_Task description:_ Locate each line in the material below that contains the word "locomotive" and copy those lines. Case matters.

_Material provided:_

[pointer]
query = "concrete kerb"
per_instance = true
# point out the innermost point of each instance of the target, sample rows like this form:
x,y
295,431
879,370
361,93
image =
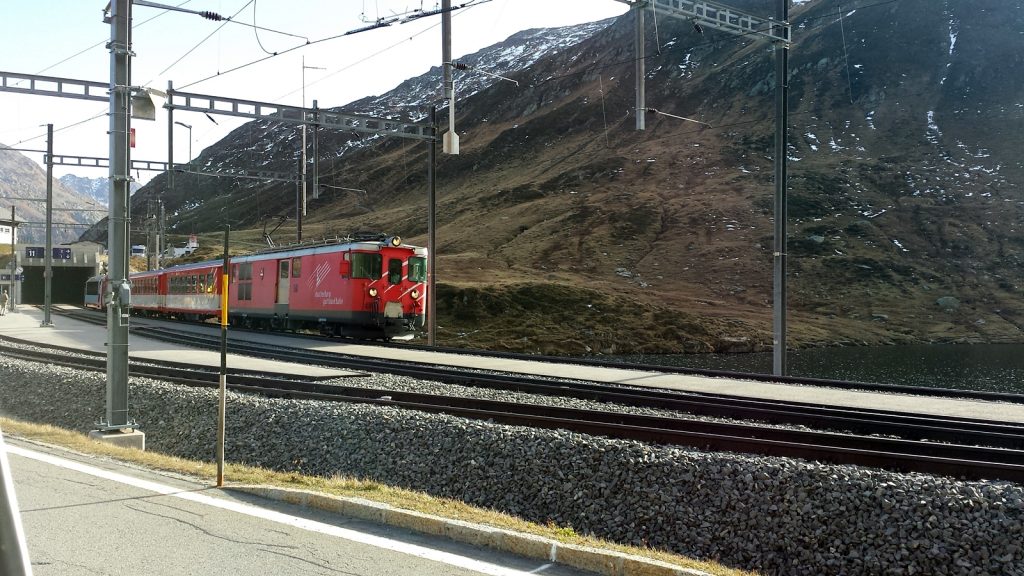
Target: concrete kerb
x,y
605,563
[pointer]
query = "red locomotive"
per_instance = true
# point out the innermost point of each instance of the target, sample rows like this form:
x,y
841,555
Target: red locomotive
x,y
370,286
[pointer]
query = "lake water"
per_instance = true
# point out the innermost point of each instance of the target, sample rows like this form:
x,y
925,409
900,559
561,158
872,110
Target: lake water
x,y
976,367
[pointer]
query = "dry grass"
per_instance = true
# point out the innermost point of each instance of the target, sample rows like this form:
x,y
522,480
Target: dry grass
x,y
337,486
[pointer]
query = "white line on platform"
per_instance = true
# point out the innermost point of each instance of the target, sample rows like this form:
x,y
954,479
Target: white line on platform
x,y
304,524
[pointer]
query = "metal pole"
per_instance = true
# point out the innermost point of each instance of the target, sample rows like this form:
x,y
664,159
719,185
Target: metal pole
x,y
12,306
170,174
222,402
781,215
640,68
13,258
431,230
298,207
302,172
446,47
315,151
13,552
48,258
117,318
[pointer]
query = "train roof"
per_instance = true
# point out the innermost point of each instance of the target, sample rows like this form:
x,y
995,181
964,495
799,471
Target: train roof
x,y
318,247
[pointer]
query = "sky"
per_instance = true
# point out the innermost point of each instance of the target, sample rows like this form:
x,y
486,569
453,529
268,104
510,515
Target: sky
x,y
67,39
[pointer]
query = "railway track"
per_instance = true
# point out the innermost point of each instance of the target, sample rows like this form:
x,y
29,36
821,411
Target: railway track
x,y
956,459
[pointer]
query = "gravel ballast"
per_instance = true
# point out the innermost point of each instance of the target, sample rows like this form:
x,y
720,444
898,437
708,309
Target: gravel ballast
x,y
776,516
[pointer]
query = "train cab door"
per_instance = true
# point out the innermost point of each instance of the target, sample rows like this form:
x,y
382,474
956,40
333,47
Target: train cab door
x,y
284,277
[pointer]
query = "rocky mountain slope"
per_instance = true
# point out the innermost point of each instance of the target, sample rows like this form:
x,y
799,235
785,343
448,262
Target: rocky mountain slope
x,y
23,182
562,229
96,189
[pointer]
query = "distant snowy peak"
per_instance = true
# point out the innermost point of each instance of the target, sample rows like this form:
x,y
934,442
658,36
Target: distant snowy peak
x,y
518,51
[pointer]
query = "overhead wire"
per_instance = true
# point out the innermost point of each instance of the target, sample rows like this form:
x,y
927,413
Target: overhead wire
x,y
464,6
201,42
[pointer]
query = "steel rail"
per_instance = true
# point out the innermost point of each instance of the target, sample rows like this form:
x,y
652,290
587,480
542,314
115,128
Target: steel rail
x,y
964,461
961,430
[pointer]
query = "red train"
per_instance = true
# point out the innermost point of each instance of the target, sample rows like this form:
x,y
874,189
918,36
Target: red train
x,y
368,287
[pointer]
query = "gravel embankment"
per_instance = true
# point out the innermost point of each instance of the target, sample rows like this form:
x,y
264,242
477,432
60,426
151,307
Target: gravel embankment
x,y
773,515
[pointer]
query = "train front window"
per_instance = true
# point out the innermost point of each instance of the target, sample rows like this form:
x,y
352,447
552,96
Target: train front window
x,y
394,271
417,269
367,265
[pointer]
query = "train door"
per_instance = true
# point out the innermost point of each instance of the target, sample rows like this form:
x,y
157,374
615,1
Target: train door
x,y
284,276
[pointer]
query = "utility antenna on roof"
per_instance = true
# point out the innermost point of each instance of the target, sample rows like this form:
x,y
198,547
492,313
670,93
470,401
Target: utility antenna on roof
x,y
266,235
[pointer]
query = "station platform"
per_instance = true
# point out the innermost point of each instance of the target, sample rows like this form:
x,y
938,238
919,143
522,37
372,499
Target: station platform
x,y
25,324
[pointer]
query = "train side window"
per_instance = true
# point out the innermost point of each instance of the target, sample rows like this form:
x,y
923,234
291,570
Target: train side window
x,y
345,266
417,269
394,271
367,265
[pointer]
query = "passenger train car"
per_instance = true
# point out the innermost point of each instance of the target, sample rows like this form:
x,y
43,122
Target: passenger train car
x,y
365,287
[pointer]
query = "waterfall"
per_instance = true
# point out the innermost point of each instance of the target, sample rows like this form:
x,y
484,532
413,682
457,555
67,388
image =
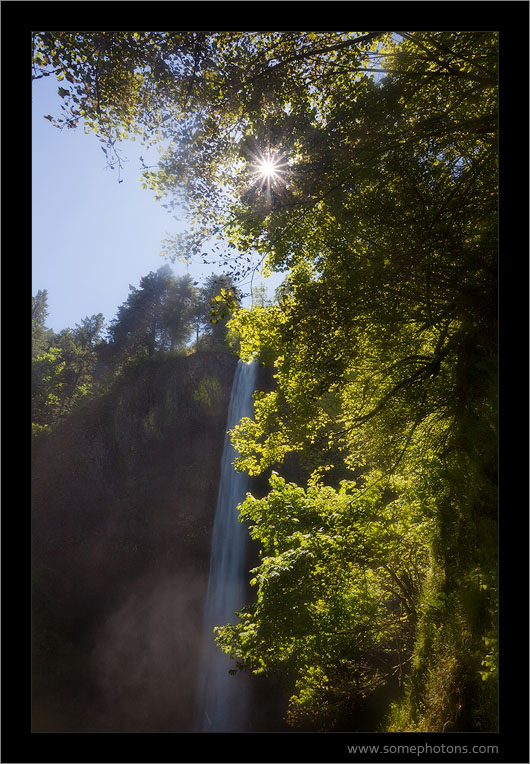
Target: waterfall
x,y
222,697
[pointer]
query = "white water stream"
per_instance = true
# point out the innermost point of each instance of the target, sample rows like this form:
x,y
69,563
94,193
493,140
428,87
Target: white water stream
x,y
222,698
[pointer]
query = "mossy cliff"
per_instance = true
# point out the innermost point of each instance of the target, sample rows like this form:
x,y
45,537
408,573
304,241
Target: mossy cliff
x,y
124,494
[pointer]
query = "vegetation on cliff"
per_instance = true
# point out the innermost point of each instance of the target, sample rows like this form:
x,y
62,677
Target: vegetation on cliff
x,y
378,199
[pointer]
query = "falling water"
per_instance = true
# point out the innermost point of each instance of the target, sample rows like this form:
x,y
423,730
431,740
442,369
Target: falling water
x,y
222,697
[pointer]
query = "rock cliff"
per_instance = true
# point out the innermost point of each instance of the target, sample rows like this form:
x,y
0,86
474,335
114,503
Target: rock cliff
x,y
123,497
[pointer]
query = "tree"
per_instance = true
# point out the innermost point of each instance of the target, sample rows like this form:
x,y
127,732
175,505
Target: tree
x,y
218,299
155,317
63,369
40,335
379,199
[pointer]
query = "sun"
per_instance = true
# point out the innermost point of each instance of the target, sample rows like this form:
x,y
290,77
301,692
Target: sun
x,y
268,168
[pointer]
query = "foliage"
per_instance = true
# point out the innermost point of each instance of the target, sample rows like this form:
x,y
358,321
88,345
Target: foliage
x,y
40,334
336,585
155,317
383,338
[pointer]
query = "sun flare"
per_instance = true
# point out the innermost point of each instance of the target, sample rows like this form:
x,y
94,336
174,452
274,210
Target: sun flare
x,y
268,168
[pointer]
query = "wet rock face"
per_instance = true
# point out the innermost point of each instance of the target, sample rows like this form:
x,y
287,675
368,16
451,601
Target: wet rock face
x,y
124,494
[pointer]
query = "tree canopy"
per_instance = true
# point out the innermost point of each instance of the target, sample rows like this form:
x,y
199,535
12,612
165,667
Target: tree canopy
x,y
377,196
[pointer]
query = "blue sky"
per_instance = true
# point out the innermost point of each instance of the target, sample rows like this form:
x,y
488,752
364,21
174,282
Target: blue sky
x,y
91,236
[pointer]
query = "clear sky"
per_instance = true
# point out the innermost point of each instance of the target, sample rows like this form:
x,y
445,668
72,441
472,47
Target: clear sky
x,y
92,236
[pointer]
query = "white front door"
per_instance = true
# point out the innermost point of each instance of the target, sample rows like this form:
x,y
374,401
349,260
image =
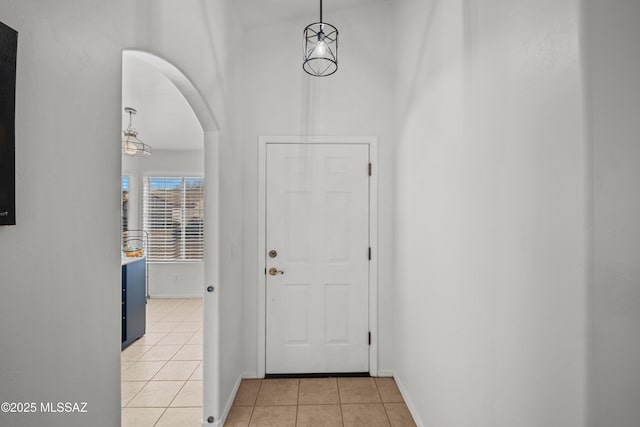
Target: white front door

_Answer to this exercise:_
query = "red locomotive"
Target: red locomotive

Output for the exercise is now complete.